[What you are asked to do] Every line of the material is to be transcribed verbatim, with images omitted.

[Material for this task]
════

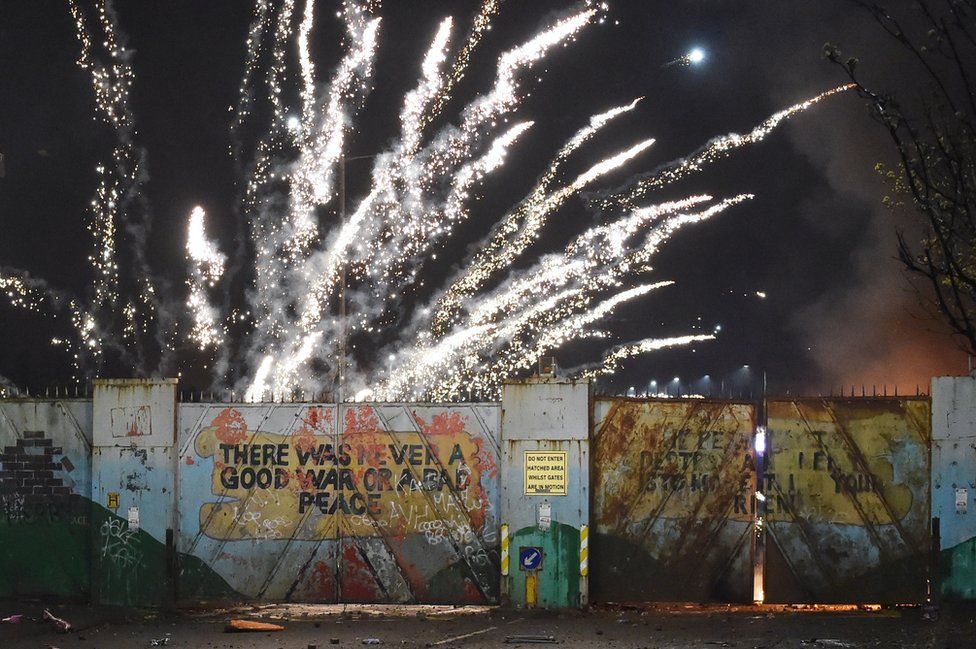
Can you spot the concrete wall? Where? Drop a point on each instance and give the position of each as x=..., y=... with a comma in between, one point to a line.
x=540, y=417
x=954, y=483
x=133, y=491
x=325, y=503
x=45, y=479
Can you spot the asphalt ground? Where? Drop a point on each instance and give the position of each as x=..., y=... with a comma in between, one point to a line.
x=637, y=627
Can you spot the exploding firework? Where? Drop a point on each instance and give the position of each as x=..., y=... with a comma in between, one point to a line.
x=322, y=276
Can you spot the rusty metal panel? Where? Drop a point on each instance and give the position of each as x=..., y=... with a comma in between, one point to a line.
x=351, y=503
x=134, y=412
x=847, y=495
x=672, y=500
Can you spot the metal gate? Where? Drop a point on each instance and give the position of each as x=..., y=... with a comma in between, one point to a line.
x=672, y=507
x=847, y=495
x=350, y=503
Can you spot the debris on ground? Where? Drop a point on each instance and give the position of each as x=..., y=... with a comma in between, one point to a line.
x=63, y=626
x=530, y=639
x=237, y=626
x=826, y=642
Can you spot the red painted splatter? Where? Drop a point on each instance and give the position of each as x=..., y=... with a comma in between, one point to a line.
x=444, y=423
x=484, y=461
x=231, y=427
x=361, y=421
x=322, y=583
x=358, y=582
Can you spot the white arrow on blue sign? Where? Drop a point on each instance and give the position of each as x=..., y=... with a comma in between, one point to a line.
x=530, y=558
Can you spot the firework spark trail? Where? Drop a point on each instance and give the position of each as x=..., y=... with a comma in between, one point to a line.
x=716, y=149
x=307, y=65
x=479, y=27
x=118, y=205
x=282, y=244
x=612, y=359
x=206, y=268
x=452, y=146
x=519, y=228
x=30, y=293
x=255, y=37
x=515, y=327
x=476, y=329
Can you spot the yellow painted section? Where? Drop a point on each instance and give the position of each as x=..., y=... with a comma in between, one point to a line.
x=673, y=460
x=584, y=550
x=297, y=485
x=835, y=462
x=545, y=473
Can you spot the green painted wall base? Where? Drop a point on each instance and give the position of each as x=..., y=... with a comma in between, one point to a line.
x=47, y=555
x=958, y=571
x=558, y=579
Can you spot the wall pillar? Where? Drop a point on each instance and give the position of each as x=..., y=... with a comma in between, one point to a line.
x=545, y=500
x=954, y=486
x=133, y=491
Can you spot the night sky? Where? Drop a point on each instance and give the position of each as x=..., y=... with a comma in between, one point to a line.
x=816, y=240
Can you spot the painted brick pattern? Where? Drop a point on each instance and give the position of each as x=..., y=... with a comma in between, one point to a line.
x=31, y=470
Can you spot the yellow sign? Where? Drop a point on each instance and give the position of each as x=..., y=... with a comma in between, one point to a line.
x=545, y=473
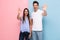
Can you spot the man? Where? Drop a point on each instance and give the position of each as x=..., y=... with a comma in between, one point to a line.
x=37, y=16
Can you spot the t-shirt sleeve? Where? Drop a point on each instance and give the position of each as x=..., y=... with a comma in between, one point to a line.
x=42, y=11
x=31, y=16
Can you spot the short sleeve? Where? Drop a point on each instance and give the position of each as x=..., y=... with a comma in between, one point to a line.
x=31, y=16
x=42, y=11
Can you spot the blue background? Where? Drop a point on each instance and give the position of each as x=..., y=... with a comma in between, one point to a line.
x=51, y=23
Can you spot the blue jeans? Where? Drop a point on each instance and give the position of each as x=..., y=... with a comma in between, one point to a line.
x=24, y=35
x=36, y=35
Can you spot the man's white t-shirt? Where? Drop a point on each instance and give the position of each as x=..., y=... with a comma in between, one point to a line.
x=37, y=20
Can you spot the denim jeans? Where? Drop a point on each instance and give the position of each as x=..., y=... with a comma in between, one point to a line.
x=24, y=35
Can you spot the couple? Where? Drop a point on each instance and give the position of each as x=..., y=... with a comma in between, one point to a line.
x=31, y=25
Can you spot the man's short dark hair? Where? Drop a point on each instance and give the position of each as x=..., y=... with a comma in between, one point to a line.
x=35, y=2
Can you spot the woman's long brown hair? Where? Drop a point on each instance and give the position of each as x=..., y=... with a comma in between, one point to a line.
x=27, y=15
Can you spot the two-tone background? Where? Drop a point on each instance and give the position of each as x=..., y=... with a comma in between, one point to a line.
x=9, y=25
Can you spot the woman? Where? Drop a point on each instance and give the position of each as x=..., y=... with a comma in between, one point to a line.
x=25, y=24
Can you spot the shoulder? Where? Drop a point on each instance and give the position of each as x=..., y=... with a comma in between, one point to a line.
x=40, y=11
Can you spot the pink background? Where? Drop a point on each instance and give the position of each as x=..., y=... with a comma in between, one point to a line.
x=9, y=25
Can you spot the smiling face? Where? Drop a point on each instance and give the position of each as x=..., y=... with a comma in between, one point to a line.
x=35, y=5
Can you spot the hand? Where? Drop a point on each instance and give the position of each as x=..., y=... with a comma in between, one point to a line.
x=30, y=35
x=44, y=7
x=19, y=11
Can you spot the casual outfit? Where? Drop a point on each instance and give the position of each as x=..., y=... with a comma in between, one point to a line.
x=24, y=30
x=37, y=25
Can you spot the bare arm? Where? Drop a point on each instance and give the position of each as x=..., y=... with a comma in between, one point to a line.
x=18, y=16
x=45, y=13
x=44, y=10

════

[Result of this task]
Can you spot the concrete wall? Where? Drop a point on each instance and give the position of each as x=..., y=... with a comma in between, one point to a line.
x=540, y=417
x=954, y=483
x=133, y=491
x=325, y=503
x=45, y=479
Can you spot the asphalt ground? Where? Drop a point on each instance and give the position of each as x=..., y=... with a comma in between, one point to a line.
x=637, y=627
Can you spot the exploding firework? Where? Drop a point on each instance and give the position of each as x=..., y=... with a comma in between, one point to a line.
x=322, y=276
Can you spot the rusty metal panel? Where? Drop a point on each instance and give the position of each as x=..., y=... with a comma in between, one point to a line.
x=351, y=503
x=134, y=412
x=847, y=495
x=672, y=500
Can you spot the metal gate? Where? Drop a point on each instance and give the position of each as x=..., y=... with a comma in between, one point to a line.
x=672, y=507
x=847, y=495
x=350, y=503
Can you spot the debris on ground? Where? Drop a point on each instance and give the position of each as x=..., y=... with a comma in between, one point to a line.
x=63, y=626
x=530, y=639
x=237, y=626
x=826, y=642
Can you spot the red painted splatter? Where? Drop a point on each instance and give the position of each as x=..., y=... with a comma in between, one point to a line.
x=444, y=423
x=484, y=461
x=231, y=427
x=361, y=421
x=322, y=583
x=358, y=582
Can you spot the white arrow on blue sign? Where? Drop a point on each instance and give the position of each as x=..., y=... with a comma in between, one point to a line.
x=530, y=558
Can you spot the firework spark trail? Where? Drop a point on each instance and give the position of each as x=..., y=... with a comma in between, one point to a line.
x=716, y=149
x=307, y=65
x=479, y=27
x=118, y=205
x=282, y=244
x=612, y=359
x=206, y=268
x=452, y=146
x=519, y=228
x=30, y=293
x=255, y=37
x=515, y=327
x=476, y=329
Can you spot the yellow painted section? Where? Drop a point on each instance and give the position of each as x=..., y=... with a comma in between, one point to a line.
x=673, y=460
x=584, y=550
x=297, y=485
x=835, y=462
x=545, y=473
Can you spot the green painted wall base? Where? Drop a point on each instance and give the position of each as x=..., y=... with a comma in between, one point to a line.
x=47, y=555
x=958, y=571
x=558, y=579
Can you spot the wall pillar? Where? Drop a point on each instance and give the position of each as x=..., y=... with a comma in between, one point to a line.
x=545, y=500
x=954, y=486
x=133, y=491
Can you spot the night sky? Where? Drop a point on each instance and give the position of each as x=..., y=... with a comma in between, one point to a line.
x=816, y=240
Can you spot the painted brick pattern? Where? Drop a point on each instance and give the position of each as x=..., y=... with a comma in between, one point to a line.
x=31, y=470
Can you spot the yellow sign? Where? Drop a point on each instance and give the position of each as x=..., y=... with a comma in between, one point to a line.
x=545, y=473
Can you spot the man? Where? Drop a point on each instance and give the position of each as x=..., y=... with a comma in between, one point to a line.
x=37, y=16
Can you spot the t-shirt sleeve? Where? Drop a point on each instance and give the position of each as x=..., y=... with a comma in between, one point to a line.
x=42, y=11
x=31, y=16
Can you spot the short sleeve? Where? Drop a point on each instance and give the position of each as x=..., y=... with a comma in between, one point to a line.
x=31, y=16
x=42, y=11
Can you spot the blue background? Where? Drop a point on each instance and give the position of each as x=..., y=... with a comma in between, one point to a line.
x=51, y=23
Can you spot the blue jeans? Where? Drop a point on each instance and give the position of each as x=..., y=... with a comma in between, one point to a line.
x=24, y=35
x=36, y=35
Can you spot the man's white t-shirt? Where? Drop a point on each instance and give the position of each as x=..., y=... with a comma in between, one point to a line.
x=37, y=20
Can you spot the denim jeans? Where? Drop a point on each instance and give the position of each as x=..., y=... with a comma in between, one point to a line.
x=24, y=35
Can you spot the couple? Where? Drop a point on each instance and give the position of each as x=..., y=... with a comma in between, one point to a line.
x=31, y=25
Can you spot the man's short dark hair? Where? Drop a point on each instance and give the position of each as x=..., y=... with a comma in between, one point to a line.
x=35, y=2
Can you spot the woman's long brown hair? Where? Drop a point on each instance and give the position of each as x=..., y=... with a comma in between, one point to a line.
x=27, y=15
Can you spot the two-tone background? Where? Drop a point on each instance and give the position of each as x=..., y=... with a comma in between, one point to a line.
x=9, y=25
Can you spot the woman? Where? Drop a point on each instance and give the position of each as x=..., y=... with a comma in between, one point to a line.
x=25, y=24
Can you spot the shoulder? Where? Drop a point on each instance and give the position of each as x=..., y=... with a comma in between, one point to a line.
x=40, y=11
Can you spot the pink background? Where? Drop a point on each instance and give the position of each as x=..., y=... with a comma in between, one point to a line.
x=9, y=25
Can you spot the smiling face? Where? Drop a point on each instance and give the position of each as x=..., y=... with a comma in between, one point to a line.
x=35, y=5
Can you spot the hand? Where? Drop a point on each instance and give the position of each as x=..., y=... with a comma in between, one point to a line.
x=30, y=35
x=44, y=7
x=19, y=11
Can you spot the casual outfit? Where? Drop a point on each instance and give the position of each as x=..., y=... with a comma in between, one point to a line.
x=24, y=30
x=37, y=25
Can you spot the bare arm? Where? Drop a point on each instance and give the position of each as x=..., y=... with a comma in between, one point to a line.
x=18, y=16
x=45, y=13
x=44, y=10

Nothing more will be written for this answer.